◆ EXERCISE GOAL:
Beginning with the line that contains "Target: gold tassel", copy each remaining line of the data below exactly.

◆ DATA EXTRACT:
--- START ---
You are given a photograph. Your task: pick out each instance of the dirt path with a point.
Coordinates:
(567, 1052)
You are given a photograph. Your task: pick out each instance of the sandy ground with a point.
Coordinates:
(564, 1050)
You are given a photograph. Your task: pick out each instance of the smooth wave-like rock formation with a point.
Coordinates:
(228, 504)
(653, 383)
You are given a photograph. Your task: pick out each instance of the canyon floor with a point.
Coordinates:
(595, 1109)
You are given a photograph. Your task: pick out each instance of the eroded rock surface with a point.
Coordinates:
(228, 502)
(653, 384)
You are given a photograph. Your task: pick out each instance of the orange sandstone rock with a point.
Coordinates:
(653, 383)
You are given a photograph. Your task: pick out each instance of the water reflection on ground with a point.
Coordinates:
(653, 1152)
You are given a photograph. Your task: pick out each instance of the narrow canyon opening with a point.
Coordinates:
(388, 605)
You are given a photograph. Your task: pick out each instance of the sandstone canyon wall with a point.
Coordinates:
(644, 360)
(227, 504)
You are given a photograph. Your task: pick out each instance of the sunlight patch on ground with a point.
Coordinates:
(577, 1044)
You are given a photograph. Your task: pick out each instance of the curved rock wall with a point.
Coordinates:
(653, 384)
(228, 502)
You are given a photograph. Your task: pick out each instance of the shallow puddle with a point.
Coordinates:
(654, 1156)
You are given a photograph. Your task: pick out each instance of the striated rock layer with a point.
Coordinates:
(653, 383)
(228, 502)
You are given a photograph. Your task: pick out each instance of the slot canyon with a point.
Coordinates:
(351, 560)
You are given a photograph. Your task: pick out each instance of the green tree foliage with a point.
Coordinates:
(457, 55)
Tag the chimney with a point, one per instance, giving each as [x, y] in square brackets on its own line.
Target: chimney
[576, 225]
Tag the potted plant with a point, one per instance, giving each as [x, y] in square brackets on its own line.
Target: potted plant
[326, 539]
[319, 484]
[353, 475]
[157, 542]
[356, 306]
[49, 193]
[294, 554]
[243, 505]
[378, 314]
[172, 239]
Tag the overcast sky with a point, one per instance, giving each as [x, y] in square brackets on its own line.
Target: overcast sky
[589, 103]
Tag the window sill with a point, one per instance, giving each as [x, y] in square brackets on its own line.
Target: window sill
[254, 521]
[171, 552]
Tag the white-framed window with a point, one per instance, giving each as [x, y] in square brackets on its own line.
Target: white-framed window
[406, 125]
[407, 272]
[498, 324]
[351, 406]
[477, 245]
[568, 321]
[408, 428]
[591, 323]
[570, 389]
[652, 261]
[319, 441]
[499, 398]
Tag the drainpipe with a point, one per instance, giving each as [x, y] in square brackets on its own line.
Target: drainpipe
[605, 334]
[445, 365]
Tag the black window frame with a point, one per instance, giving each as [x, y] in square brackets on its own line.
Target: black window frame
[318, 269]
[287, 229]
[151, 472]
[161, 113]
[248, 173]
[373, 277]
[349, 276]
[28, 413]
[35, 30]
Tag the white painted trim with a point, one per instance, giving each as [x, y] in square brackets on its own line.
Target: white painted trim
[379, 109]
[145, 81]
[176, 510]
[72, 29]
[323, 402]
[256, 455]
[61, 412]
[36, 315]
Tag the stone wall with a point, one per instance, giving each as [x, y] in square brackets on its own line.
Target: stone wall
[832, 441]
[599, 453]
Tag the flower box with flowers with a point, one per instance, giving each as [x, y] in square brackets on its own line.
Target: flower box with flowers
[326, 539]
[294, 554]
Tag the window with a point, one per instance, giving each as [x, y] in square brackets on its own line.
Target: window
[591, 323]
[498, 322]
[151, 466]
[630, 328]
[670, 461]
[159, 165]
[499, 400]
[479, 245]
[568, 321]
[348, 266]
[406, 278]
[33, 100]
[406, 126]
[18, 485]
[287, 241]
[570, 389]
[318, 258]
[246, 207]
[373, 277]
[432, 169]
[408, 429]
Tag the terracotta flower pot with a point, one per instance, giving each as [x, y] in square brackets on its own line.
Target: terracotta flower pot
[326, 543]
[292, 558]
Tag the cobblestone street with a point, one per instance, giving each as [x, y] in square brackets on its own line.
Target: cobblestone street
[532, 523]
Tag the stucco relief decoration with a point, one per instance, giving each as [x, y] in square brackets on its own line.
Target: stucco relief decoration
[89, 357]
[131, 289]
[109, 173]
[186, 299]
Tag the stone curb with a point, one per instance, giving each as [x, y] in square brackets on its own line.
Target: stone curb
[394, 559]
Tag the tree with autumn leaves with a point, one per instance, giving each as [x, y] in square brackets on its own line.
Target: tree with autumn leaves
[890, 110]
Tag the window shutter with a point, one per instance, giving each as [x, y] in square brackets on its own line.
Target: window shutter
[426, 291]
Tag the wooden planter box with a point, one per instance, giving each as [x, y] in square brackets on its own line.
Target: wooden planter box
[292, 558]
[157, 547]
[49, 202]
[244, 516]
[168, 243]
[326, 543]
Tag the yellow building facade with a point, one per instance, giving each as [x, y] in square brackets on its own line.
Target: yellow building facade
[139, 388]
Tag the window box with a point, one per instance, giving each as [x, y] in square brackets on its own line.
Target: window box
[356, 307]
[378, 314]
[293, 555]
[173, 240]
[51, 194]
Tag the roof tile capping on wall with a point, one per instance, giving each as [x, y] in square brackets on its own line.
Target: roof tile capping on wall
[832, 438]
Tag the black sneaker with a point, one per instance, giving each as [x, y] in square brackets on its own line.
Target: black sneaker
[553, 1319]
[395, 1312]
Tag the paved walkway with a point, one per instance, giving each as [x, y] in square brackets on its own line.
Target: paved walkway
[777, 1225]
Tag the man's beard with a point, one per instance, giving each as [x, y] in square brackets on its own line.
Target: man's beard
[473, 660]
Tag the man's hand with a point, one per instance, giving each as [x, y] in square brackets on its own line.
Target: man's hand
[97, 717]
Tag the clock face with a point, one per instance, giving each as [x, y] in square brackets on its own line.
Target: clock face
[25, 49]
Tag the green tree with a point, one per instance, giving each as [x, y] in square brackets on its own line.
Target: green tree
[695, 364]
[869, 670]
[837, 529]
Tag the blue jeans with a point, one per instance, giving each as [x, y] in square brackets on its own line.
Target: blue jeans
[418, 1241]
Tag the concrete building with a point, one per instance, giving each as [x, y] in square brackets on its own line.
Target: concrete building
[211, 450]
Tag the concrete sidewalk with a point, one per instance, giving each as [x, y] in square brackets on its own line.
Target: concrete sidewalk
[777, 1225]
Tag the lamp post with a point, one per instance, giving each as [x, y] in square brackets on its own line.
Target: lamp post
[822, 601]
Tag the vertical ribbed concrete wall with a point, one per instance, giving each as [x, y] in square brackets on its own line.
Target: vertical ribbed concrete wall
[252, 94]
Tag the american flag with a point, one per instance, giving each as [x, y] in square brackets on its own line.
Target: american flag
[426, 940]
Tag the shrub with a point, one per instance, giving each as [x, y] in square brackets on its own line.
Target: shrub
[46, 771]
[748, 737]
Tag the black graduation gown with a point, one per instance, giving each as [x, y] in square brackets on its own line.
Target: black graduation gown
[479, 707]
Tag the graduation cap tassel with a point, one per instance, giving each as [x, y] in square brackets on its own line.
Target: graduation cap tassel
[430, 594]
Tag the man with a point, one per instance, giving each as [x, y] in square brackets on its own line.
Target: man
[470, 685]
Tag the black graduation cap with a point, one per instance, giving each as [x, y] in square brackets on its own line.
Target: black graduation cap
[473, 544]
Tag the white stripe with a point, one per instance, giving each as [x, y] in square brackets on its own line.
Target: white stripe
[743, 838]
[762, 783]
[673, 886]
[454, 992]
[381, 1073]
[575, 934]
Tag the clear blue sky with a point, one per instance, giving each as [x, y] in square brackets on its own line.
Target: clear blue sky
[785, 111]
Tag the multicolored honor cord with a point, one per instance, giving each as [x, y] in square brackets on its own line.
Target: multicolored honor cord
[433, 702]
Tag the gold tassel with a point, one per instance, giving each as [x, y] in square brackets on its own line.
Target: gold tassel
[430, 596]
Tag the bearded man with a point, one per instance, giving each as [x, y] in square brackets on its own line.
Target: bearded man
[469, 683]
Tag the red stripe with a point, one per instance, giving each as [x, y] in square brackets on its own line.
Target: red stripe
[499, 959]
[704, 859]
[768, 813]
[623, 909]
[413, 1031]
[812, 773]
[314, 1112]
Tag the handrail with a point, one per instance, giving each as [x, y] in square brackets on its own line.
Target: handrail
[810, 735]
--- END ---
◆ SOLUTION FOR THIS TASK:
Target: gold tassel
[430, 596]
Tag the bearded man with a point, one per instance, giving each as [x, y] in square brackets on its own line.
Target: bearded man
[469, 683]
Tag the red stripe with a point, one per instance, giving each as [x, y] in square brackets on its own line.
Target: red stripe
[499, 959]
[704, 859]
[768, 813]
[623, 909]
[413, 1031]
[812, 773]
[314, 1112]
Tag the handrail with a point, one per instance, giving each as [x, y] in square brackets on its own line.
Target: handrail
[810, 735]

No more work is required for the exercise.